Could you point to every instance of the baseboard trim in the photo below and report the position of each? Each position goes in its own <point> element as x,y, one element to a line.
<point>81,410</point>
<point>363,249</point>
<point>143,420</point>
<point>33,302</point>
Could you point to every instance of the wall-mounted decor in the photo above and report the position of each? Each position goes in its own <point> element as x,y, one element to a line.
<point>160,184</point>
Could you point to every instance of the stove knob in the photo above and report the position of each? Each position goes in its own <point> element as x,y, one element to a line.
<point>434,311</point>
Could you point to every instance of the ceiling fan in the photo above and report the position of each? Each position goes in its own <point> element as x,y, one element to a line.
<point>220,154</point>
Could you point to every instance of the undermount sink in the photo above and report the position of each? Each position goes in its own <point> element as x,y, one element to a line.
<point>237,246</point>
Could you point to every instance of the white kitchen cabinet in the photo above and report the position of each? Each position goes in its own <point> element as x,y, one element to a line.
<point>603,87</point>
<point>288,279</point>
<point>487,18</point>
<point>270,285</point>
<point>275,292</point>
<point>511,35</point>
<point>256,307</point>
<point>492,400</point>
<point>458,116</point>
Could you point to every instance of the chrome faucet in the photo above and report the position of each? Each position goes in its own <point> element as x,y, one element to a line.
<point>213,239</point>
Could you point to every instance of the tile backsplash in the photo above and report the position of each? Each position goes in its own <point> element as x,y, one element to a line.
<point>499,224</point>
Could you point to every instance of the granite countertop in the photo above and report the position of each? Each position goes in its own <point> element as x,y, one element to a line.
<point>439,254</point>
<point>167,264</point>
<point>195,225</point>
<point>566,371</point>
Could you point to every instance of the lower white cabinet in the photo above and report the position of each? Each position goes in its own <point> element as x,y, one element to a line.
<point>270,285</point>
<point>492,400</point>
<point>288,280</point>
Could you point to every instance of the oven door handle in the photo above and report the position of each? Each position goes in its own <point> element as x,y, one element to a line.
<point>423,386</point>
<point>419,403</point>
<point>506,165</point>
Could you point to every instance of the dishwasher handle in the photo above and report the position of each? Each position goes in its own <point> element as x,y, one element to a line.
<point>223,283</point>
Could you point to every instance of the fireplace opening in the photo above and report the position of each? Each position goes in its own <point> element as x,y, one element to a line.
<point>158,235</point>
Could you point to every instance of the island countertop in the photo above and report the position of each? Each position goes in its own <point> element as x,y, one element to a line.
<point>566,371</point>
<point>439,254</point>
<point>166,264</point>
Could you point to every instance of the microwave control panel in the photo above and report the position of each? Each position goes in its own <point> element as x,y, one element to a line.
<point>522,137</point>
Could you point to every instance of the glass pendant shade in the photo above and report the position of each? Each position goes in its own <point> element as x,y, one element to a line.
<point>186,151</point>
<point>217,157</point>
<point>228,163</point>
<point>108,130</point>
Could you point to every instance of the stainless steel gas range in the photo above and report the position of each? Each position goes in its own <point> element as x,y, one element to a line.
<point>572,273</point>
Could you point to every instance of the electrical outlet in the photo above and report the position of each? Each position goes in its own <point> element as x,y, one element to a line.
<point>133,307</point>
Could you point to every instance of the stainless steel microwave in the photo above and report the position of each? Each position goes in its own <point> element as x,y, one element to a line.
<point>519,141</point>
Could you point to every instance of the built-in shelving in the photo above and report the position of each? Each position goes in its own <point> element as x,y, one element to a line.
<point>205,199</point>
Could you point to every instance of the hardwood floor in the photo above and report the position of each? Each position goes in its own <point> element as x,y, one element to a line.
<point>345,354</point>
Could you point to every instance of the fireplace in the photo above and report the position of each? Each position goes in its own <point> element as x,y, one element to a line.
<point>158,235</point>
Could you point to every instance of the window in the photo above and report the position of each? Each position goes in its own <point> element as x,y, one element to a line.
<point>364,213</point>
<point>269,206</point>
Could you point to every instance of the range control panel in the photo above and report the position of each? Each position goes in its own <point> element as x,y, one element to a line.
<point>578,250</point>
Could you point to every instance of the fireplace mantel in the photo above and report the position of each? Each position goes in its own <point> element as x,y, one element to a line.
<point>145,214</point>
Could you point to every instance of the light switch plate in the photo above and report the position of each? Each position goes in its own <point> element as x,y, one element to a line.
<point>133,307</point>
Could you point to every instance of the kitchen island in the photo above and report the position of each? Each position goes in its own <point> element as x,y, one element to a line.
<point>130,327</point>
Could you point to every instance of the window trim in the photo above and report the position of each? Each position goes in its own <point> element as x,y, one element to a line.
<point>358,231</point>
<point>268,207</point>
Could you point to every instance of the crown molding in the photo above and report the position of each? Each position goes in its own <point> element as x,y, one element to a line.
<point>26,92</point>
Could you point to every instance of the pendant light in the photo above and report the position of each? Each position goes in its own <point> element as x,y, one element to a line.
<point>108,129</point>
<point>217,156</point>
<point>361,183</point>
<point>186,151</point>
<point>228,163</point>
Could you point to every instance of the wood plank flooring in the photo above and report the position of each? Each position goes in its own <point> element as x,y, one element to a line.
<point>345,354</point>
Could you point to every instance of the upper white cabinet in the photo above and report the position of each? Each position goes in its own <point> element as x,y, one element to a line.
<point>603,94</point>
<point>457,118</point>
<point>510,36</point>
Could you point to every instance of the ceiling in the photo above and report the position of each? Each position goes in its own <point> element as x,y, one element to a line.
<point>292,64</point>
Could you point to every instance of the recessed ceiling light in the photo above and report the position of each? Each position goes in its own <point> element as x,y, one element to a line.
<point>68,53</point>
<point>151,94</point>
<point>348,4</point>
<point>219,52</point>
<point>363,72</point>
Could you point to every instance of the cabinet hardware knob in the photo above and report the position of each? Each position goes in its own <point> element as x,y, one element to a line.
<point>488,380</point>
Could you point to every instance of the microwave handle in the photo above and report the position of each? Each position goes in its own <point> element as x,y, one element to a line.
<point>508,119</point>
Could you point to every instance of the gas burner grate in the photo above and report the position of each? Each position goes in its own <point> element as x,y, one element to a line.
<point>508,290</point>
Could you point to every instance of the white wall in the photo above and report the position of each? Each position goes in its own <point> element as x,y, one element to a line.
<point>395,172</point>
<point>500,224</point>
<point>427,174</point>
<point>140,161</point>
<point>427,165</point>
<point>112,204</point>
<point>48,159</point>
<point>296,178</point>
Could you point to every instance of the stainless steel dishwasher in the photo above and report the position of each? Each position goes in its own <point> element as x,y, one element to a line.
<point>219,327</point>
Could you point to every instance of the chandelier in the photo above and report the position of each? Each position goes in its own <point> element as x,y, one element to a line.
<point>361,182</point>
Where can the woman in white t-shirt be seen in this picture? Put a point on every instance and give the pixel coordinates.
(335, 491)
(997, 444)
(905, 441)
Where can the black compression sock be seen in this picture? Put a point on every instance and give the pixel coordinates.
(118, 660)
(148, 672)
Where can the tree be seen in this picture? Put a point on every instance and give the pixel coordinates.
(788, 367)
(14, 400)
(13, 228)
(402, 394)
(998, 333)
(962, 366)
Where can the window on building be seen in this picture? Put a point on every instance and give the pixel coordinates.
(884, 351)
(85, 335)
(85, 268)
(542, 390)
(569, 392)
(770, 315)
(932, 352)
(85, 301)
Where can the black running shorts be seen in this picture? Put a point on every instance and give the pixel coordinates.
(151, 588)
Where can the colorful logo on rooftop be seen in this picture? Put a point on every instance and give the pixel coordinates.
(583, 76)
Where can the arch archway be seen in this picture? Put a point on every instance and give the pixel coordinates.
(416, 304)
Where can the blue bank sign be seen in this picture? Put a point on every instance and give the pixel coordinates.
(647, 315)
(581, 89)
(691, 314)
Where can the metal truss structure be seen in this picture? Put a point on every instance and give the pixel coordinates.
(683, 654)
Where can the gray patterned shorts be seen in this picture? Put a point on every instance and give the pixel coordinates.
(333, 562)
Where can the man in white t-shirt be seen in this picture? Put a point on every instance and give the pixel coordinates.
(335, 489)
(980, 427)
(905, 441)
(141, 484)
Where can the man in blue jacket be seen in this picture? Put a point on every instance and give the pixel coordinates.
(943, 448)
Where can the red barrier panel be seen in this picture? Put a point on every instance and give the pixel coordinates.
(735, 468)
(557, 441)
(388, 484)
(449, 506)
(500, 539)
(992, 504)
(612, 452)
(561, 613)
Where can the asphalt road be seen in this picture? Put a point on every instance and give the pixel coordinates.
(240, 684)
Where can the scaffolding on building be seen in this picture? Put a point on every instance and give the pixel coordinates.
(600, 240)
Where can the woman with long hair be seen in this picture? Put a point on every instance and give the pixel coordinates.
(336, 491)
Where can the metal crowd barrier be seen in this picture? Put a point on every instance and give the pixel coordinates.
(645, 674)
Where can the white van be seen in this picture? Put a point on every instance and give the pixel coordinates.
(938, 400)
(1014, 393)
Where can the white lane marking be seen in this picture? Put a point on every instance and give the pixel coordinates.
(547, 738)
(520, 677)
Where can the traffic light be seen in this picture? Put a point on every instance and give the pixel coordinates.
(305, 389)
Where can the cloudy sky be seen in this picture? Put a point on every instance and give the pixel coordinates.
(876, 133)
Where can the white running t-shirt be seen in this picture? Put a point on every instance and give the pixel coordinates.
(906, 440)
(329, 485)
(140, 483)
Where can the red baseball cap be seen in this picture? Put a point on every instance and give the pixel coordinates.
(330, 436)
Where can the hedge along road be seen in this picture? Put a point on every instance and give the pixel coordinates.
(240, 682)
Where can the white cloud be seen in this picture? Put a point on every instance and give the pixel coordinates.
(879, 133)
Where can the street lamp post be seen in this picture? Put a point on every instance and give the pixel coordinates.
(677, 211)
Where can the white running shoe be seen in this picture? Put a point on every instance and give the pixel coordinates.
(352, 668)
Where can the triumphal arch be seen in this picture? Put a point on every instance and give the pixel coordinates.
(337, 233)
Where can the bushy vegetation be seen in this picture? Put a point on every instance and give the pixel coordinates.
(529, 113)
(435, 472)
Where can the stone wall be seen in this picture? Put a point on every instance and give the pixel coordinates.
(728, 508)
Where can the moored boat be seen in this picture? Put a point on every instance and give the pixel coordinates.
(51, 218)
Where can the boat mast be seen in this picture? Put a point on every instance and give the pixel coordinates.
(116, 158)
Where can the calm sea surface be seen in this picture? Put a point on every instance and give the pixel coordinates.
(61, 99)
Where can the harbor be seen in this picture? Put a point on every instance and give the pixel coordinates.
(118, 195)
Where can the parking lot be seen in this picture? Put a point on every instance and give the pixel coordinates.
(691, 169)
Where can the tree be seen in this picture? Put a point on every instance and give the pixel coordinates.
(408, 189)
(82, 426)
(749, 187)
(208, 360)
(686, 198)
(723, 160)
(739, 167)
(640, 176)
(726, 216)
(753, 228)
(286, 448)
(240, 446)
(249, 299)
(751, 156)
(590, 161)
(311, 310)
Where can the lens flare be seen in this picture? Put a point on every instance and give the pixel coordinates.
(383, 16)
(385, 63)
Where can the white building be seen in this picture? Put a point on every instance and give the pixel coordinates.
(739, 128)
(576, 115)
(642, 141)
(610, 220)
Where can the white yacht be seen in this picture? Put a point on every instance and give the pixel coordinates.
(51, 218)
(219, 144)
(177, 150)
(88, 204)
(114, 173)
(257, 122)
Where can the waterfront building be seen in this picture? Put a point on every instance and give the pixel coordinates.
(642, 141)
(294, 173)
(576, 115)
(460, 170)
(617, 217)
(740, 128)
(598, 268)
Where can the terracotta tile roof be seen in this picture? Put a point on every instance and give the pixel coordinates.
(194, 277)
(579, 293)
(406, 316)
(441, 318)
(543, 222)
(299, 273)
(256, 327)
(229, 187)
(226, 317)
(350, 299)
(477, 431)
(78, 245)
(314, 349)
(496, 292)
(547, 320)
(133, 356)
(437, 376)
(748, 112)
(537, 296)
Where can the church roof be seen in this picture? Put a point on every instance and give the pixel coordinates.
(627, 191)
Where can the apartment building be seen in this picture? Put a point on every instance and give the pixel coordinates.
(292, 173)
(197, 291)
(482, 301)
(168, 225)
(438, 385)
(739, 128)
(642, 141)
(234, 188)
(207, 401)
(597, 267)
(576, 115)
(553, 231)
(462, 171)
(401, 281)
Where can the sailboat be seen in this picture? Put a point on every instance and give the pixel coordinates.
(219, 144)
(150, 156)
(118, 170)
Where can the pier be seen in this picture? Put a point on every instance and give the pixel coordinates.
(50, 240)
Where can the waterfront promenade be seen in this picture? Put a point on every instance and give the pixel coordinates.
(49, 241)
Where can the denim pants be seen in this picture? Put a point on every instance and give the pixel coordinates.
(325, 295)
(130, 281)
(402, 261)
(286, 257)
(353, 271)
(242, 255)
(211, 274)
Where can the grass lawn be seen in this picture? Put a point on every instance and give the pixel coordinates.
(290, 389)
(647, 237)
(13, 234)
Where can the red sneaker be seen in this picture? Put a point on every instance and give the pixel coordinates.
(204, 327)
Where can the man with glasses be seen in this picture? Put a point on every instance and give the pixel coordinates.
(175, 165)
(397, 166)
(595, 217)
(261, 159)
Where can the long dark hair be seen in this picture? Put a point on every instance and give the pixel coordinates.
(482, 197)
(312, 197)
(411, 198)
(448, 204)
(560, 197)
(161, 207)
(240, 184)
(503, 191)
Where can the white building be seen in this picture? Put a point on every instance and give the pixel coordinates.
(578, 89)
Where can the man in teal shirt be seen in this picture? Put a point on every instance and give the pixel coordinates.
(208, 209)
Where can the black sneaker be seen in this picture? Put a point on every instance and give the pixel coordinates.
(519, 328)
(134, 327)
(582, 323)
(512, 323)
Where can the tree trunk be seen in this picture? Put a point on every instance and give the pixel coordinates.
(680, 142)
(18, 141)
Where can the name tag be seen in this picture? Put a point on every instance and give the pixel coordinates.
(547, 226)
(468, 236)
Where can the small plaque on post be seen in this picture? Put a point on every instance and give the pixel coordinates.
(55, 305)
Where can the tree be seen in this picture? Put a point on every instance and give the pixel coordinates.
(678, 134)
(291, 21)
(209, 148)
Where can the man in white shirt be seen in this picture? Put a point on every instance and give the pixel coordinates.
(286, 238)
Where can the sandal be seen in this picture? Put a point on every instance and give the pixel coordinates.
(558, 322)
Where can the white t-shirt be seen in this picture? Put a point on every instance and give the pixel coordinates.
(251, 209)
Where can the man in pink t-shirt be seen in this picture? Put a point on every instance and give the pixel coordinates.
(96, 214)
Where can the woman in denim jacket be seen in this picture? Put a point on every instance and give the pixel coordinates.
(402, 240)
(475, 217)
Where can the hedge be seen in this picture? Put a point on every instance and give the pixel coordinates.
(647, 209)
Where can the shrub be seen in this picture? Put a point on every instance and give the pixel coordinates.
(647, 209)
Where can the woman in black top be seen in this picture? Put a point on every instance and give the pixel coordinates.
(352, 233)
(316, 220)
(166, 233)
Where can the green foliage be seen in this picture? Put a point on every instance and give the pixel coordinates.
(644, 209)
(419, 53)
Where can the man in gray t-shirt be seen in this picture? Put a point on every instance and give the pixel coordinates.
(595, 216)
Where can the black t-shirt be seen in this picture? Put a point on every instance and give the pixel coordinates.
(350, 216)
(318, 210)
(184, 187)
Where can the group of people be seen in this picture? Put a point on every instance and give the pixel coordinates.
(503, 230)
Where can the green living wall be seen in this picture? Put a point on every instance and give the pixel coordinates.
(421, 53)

· · · · · · ·

WHAT TO DO:
The answer must be the line containing "Where can the group" and every line after it to the end of the data, exactly as written.

SOLUTION TO THIS PROBLEM:
Where can the group of people be seen in this picture? Put a point on every instance and give the pixel coordinates.
(503, 230)
Where can the green living wall be seen in this picture? Put a point on every instance and give the pixel coordinates.
(421, 53)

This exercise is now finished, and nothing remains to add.